Kaynak Alıntı:
::::::::

Pakistan'ın "müstafi" devlet başkanı Perviz Müşerref, paşalıktan gelme bir adam... ( "Perwiz" yazıyorlar ama korktum, neme lazım, başıma dert almayayım!)
Perviz Paşa... Bir de Ziya Paşa vardı, hayır, bizim şair Ziya Paşa değil, Kenan Paşa'nın arkadaşı Pakistanlı Ziya Paşa... Ortak özellikleri, darbe yapmaları ve derin birer Emel Sayın hayranı olmalarıydı... (Kenan Paşa sonuçta "daha Batılı" olduğu için ayrıca Dalida'yı da severdi.)
Dost ve kardeş Pakistan, Türkiye'de bundan fazla da pek bilinmez. Halkımız pek pek merhum Zülfikâr Ali Butto'yu hatırlar, bir de, merhume Benazir Butto'yu... Babası asılmış, kızı vurulmuştu.
Şimdi de, Müşerref'in iktidardan niçin düştüğü ve Pakistan'ın ne olacağı, birkaç dış politika yazarından başka kimseyi ilgilendirmiyor (onları da hariciyeciler okuyorlar zaten)...
Dost ve kardeş, bu kadar umurumuzdadır.

::::::::

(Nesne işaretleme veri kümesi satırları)

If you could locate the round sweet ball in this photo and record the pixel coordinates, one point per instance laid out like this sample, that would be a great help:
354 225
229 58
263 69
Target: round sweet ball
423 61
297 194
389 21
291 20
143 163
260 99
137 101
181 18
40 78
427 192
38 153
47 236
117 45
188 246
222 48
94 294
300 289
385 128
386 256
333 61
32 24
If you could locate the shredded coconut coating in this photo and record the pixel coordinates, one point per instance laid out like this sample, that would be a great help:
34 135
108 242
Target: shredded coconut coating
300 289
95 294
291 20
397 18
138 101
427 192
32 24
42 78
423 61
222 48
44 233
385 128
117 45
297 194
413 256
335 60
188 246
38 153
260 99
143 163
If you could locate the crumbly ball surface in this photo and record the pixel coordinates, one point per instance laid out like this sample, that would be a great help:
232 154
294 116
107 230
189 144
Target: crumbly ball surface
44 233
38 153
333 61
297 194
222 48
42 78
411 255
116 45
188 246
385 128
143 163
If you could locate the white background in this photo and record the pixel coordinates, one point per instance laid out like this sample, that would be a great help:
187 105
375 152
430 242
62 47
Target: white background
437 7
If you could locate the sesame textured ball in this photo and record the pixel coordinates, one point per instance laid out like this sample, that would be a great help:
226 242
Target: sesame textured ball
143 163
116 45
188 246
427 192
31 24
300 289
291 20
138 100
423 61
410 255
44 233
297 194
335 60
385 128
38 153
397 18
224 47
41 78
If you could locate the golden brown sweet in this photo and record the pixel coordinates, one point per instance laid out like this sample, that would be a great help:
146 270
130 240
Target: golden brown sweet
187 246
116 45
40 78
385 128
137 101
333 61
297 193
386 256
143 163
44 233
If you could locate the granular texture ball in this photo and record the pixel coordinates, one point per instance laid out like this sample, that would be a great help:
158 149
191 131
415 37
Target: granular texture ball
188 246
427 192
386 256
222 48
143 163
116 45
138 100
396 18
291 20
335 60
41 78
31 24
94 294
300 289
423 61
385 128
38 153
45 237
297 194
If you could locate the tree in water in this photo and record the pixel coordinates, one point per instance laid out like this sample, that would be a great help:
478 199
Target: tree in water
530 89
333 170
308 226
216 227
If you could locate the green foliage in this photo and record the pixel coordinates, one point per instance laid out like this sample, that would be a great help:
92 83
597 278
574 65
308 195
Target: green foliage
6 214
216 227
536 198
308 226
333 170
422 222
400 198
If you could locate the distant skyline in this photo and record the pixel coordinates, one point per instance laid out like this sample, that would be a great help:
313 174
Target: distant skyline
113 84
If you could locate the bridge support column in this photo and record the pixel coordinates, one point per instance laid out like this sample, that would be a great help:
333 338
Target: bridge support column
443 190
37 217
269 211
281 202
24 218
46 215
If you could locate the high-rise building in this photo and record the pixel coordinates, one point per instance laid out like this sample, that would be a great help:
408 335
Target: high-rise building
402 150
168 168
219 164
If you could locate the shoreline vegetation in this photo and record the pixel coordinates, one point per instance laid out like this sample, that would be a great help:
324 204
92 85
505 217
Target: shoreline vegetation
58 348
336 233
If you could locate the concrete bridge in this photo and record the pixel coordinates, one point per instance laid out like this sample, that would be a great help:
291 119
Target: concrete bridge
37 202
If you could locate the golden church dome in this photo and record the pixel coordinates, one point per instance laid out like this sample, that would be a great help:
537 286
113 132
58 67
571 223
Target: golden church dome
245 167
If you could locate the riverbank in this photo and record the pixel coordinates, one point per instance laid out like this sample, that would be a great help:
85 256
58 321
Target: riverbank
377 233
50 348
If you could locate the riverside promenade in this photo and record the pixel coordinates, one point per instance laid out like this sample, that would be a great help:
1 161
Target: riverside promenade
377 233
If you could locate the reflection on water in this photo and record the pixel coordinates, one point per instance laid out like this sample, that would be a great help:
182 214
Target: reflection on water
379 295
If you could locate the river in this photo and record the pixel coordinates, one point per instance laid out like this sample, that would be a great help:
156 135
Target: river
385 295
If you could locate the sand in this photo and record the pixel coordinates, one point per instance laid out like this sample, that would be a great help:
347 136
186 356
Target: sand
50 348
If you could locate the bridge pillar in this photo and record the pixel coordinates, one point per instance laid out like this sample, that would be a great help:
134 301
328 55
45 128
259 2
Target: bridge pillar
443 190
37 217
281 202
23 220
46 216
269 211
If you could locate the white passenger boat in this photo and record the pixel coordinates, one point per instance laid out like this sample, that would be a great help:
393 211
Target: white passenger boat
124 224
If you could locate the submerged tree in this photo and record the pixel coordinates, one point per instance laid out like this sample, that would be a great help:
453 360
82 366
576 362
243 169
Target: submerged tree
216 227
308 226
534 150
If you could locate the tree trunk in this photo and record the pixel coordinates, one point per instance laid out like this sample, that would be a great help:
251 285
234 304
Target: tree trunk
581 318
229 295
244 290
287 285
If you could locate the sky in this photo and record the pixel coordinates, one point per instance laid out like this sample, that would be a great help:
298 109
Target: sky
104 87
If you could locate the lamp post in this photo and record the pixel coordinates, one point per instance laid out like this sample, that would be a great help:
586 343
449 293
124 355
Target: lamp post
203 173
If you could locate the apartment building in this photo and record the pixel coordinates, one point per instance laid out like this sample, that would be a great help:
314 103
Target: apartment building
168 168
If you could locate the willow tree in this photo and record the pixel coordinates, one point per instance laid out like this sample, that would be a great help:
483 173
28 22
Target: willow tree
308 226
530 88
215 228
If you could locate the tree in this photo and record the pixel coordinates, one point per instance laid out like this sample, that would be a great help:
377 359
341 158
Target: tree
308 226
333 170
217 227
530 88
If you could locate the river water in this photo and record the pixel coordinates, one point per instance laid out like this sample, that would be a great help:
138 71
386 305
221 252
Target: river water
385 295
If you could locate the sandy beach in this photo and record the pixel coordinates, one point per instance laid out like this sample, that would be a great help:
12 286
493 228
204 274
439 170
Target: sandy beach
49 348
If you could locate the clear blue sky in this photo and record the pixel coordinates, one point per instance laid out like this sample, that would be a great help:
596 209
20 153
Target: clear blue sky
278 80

::::::::

Pakistan hakkındaki yazıda "Dost ve kardeş Pakistan, Türkiye'de" ifadesinden "bu kadar umurumuzdadır." ifadesine kadar olan kısmı kelimesi kelimesine aktarınız. Bu materyal, metinden ayrı ve bağımsız bir içeriktir.

Alıştırma Yanıtı:
Dost ve kardeş Pakistan, Türkiye'de bundan fazla da pek bilinmez. Halkımız pek pek merhum Zülfikâr Ali Butto'yu hatırlar, bir de, merhume Benazir Butto'yu... Babası asılmış, kızı vurulmuştu.
Şimdi de, Müşerref'in iktidardan niçin düştüğü ve Pakistan'ın ne olacağı, birkaç dış politika yazarından başka kimseyi ilgilendirmiyor (onları da hariciyeciler okuyorlar zaten)...
Dost ve kardeş, bu kadar umurumuzdadır.